■ **Task instructions**:
Please set down exactly the lines from the one containing "Exercise. Indicate the dam" through the last line of the records below, both included, with no pictures.
BEGIN Data to use
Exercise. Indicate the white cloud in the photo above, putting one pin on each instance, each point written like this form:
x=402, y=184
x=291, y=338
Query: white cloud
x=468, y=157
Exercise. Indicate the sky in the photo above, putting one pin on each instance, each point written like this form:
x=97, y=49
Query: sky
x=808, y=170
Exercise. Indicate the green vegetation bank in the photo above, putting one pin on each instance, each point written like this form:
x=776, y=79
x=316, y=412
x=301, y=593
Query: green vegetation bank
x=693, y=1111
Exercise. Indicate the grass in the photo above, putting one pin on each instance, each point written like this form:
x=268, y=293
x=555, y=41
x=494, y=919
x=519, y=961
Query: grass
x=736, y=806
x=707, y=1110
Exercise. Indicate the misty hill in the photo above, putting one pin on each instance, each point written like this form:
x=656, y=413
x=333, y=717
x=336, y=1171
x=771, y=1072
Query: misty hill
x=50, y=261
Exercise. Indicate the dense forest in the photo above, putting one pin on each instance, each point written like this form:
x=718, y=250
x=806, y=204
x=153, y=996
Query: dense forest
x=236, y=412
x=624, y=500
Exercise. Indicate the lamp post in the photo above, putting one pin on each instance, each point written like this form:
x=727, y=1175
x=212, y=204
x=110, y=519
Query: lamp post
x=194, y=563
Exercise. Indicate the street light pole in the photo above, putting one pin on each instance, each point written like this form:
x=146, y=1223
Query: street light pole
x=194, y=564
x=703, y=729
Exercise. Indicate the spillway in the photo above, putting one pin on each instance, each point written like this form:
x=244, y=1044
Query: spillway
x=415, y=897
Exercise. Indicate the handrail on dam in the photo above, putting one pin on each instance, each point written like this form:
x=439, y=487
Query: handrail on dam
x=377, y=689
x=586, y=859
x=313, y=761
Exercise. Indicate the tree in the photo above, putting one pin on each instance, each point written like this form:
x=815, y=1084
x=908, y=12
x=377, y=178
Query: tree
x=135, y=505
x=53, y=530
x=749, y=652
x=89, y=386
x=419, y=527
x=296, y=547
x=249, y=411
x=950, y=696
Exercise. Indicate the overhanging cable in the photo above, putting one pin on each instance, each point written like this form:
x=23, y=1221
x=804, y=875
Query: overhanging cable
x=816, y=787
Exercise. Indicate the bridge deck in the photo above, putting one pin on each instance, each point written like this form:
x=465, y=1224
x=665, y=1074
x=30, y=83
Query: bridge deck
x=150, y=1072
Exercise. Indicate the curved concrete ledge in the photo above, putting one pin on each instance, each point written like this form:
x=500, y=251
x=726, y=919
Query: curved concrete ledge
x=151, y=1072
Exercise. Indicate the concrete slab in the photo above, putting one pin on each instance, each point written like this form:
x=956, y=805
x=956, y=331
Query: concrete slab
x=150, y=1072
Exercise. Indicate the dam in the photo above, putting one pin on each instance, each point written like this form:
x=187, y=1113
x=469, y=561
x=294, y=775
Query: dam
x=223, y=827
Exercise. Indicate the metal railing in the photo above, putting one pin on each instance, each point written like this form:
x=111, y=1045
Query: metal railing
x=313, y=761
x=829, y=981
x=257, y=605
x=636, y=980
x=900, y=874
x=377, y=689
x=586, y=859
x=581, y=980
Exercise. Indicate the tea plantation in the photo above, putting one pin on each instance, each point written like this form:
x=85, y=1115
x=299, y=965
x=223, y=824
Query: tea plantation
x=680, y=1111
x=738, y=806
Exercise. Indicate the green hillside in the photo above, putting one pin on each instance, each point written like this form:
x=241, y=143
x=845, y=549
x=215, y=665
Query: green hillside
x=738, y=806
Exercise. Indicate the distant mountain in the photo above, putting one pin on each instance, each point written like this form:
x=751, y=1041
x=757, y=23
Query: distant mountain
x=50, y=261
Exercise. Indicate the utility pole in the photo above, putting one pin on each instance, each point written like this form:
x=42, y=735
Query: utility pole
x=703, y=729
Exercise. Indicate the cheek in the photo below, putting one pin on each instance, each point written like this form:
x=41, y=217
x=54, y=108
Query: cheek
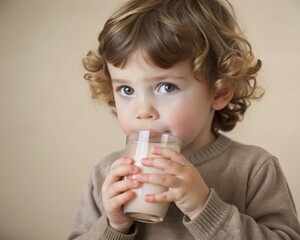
END Data to use
■ **Written answer**:
Exercise. Indicate the dam in the photo above, putting one pin on each instance, each point written like this form:
x=187, y=1113
x=469, y=561
x=294, y=775
Query: dam
x=223, y=827
Exercise. Indicate the metal railing in the photo above, putting one pin on each instance, each point written like this form:
x=111, y=1045
Query: metal railing
x=313, y=761
x=829, y=981
x=257, y=605
x=636, y=980
x=900, y=874
x=377, y=689
x=586, y=859
x=581, y=980
Exercise. Indicate the tea plantation in the photo above, putting one pin on each instance, each point written like this form:
x=85, y=1115
x=299, y=965
x=223, y=824
Query: tea plantation
x=680, y=1111
x=738, y=806
Exercise. Indicate the green hillside in the photo above, putting one pin on each instance, each point written like this form:
x=241, y=143
x=845, y=549
x=215, y=665
Query: green hillside
x=738, y=806
Exercise. Indicate the distant mountain in the photo above, putting one pin on each instance, each point written like this form:
x=751, y=1041
x=757, y=23
Query: distant mountain
x=50, y=261
Exercise. Indicate the utility pole in the photo above, putting one pin on each instance, each point written like this form:
x=42, y=735
Query: utility pole
x=703, y=729
Exercise. Indicate the cheek in the photo below, putting one pin on each instance, each point written like this form:
x=41, y=217
x=54, y=108
Query: cheek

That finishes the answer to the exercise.